» **Selection**
+++
With the ubiquity of sensor networks and smart devices continuously collecting more and more data, we face the challenge to analyze an ever growing stream of data in near real-time. Being able to react quickly to changing trends or to deliver up to date business intelligence can be a decisive factor for a company’s success or failure. A key problem in real time processing is the detection of event patterns in data streams.

          Complex event processing (CEP) addresses exactly this problem of matching continuously incoming events against a pattern. The result of a matching are usually complex events which are derived from the input events. In contrast to traditional DBMSs where a query is executed on stored data, CEP executes data on a stored query. All data which is not relevant for the query can be immediately discarded. The advantages of this approach are obvious, given that CEP queries are applied on a potentially infinite stream of data. Furthermore, inputs are processed immediately. Once the system has seen all events for a matching sequence, results are emitted straight away. This aspect effectively leads to CEP’s real time analytics capability.
+++
» **Exercise task**
In the passage on complex event processing, what can be done with data that is not relevant for the query? Rely only on the passage on complex event processing.

» **Given information**
+++
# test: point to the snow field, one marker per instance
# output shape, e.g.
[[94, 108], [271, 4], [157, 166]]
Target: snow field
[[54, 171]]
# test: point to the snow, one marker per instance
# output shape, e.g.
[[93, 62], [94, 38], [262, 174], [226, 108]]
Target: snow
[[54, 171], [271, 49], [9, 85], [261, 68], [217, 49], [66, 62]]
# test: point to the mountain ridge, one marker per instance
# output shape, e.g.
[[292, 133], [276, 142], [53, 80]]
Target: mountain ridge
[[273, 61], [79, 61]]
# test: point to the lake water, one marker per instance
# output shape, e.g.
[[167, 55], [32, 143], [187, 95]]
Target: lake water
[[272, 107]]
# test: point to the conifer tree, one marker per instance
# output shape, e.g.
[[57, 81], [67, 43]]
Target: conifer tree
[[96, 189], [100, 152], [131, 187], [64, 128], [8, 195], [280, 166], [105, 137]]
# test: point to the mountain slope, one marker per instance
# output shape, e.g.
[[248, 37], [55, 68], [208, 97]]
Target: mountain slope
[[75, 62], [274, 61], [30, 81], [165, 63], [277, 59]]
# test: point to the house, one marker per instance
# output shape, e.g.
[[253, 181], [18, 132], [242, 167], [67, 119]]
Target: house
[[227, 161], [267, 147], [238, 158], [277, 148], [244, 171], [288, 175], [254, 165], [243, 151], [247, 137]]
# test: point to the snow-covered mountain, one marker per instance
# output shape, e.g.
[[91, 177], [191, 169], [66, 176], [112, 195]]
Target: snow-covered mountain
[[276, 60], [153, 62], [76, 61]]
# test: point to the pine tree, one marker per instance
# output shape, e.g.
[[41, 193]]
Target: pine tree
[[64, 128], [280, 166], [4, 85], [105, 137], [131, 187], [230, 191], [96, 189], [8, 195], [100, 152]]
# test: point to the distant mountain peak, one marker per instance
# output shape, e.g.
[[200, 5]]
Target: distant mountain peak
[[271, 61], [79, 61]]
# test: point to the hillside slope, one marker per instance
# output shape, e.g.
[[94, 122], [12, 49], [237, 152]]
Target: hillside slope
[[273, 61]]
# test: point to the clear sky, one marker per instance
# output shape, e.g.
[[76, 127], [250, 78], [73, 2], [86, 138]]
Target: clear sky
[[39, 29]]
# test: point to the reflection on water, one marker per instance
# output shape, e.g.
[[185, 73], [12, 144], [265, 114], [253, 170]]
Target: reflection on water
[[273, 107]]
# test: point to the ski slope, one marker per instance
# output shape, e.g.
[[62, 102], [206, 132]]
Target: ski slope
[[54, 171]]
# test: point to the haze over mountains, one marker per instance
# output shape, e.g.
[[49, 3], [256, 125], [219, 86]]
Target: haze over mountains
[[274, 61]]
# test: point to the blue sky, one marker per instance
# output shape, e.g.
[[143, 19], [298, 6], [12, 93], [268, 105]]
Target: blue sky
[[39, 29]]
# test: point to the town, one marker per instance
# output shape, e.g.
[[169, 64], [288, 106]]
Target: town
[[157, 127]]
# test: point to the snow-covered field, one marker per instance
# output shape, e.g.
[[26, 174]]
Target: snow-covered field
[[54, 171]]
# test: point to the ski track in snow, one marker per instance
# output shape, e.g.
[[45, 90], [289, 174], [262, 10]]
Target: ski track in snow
+++
» **Worked answer**
It can be immediately discarded.